Task requirements: Reproduce every one of the records below verbatim, line for line, without any change.

Dataset records:
————————
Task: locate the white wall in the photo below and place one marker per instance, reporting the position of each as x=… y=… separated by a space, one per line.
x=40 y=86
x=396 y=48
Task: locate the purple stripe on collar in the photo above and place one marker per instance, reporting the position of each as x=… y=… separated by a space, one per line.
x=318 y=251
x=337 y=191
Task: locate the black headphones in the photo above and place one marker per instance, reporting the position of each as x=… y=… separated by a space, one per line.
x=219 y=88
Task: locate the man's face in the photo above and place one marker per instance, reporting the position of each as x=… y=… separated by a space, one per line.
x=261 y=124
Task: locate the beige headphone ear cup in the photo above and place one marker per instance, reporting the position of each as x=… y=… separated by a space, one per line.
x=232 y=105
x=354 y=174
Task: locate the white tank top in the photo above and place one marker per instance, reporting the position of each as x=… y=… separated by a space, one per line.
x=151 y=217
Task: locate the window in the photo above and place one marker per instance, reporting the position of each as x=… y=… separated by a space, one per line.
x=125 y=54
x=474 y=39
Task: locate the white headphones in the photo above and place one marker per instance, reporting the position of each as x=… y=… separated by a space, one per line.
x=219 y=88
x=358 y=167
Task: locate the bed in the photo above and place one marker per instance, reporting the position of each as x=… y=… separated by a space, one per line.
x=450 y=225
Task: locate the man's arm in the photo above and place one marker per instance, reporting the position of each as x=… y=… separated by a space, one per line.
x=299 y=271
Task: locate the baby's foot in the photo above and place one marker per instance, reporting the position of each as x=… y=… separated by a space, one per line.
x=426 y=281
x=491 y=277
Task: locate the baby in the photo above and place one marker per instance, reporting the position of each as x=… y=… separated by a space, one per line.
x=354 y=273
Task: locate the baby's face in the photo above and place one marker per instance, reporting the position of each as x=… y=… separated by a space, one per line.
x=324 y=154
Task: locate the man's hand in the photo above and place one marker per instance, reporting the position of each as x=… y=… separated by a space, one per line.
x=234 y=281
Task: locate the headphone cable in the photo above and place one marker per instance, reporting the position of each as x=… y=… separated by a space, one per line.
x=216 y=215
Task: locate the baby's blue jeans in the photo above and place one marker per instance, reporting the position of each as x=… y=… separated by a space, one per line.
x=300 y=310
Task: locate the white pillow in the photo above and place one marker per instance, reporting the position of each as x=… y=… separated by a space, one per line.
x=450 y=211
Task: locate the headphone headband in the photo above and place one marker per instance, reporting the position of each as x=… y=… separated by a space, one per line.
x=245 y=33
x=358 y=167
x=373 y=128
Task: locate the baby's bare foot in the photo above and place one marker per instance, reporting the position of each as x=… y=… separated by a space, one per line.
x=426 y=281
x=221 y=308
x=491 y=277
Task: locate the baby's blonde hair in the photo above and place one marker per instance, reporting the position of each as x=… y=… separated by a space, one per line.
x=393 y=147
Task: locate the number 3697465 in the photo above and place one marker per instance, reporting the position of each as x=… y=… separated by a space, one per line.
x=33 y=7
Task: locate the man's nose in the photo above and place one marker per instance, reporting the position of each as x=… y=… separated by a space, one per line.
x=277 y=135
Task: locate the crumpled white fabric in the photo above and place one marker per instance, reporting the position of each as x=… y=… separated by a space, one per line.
————————
Result of the exercise:
Task: locate the white wall in the photo below and place one marker per instance, reporting the position of each as x=… y=… separated by a space, one per line.
x=40 y=86
x=396 y=48
Task: locate the purple stripe on collar in the photo above and place one marker per instance, reporting the position of each as x=… y=… separated by a space, one per line.
x=318 y=251
x=337 y=191
Task: locate the black headphones in the photo above and place one marker per instance, reporting the position of each as x=… y=… separated by a space, one per line.
x=219 y=88
Task: locate the man's face in the photo above and place one marker per instance, reporting the position of each as x=… y=… separated by a space, one per line.
x=261 y=124
Task: locate the beige headphone ear cup in the photo above and place one marker per instance, reporting the position of each as x=… y=… separated by a space, one per line.
x=232 y=105
x=354 y=174
Task: locate the white tank top in the photo above and place one marker per instance, reporting the position of each as x=… y=… separated by a space, one per line.
x=151 y=217
Task: locate the window in the photo above and place one marker per instance, reporting the position of each as x=… y=… separated by a space, one per line.
x=125 y=54
x=474 y=39
Task: locate the white headphones in the photo above and place one marker per instance, reporting the position of each as x=… y=… separated by a space, one per line.
x=219 y=88
x=358 y=167
Task: locate the bed in the photo above and place one marker per instance, reporting the position of each as x=… y=… separated by a space, one per line.
x=450 y=225
Task: locate the man's arm in the photo above and place one marker per instance, reporting the position of each as x=… y=… separated by a space, one per line.
x=299 y=271
Task: locate the baby's foot in the photo above and place one marker per instance, reporting the position of each as x=… y=… separated by a space, one per line.
x=426 y=281
x=491 y=277
Task: locate the baby in the photo above and place one marker per instance, reporting the position of each as x=… y=… separated by a space, one per line.
x=354 y=273
Task: locate the baby's face in the photo above and place one marker per instance, reporting the position of each as x=… y=… separated by a space, one per line.
x=324 y=154
Task: locate the man's hand in the photo above and place one marker per instance, reporting the position of each as x=… y=… separated by a space, one per line.
x=234 y=281
Task: locate the headphone cable in the photo above and place one marker per instance, reporting the position of each as x=… y=… separated by a space, one per line.
x=216 y=215
Task: locate the baby's blue jeans in the photo above and place one marker per instance, reporting the position of each as x=… y=… separated by a space, one per line.
x=300 y=310
Task: locate the white pillow in the photo above and place one marker per instance, reporting the position of each as x=… y=… separated by a space, one per line.
x=450 y=211
Task: locate the headphone headband in the photo above and place one marker per instance, reporting the position of each as x=… y=… separated by a space, one per line.
x=245 y=33
x=358 y=167
x=373 y=128
Task: locate the baby's bare foot in the photo above and place one marker per instance, reporting the position of each as x=… y=… separated by a space, one per line.
x=426 y=281
x=221 y=308
x=491 y=277
Task: locate the baby's blonde hair in the photo above and place one marker per instance, reporting the position of each as x=… y=… separated by a space, one per line.
x=393 y=147
Task: locate the number 3697465 in the photo above and place one marker per instance, reporting the position of each as x=… y=… separated by a space, one per line.
x=33 y=7
Task: locate the man's nose in the photo above and place one marker per instance, reporting the position of each as x=… y=… separated by a space, one per line.
x=277 y=135
Task: locate the crumpled white fabric in the photo above and place one marker per instance, reporting the position of each as x=… y=… separated by a space, one per line.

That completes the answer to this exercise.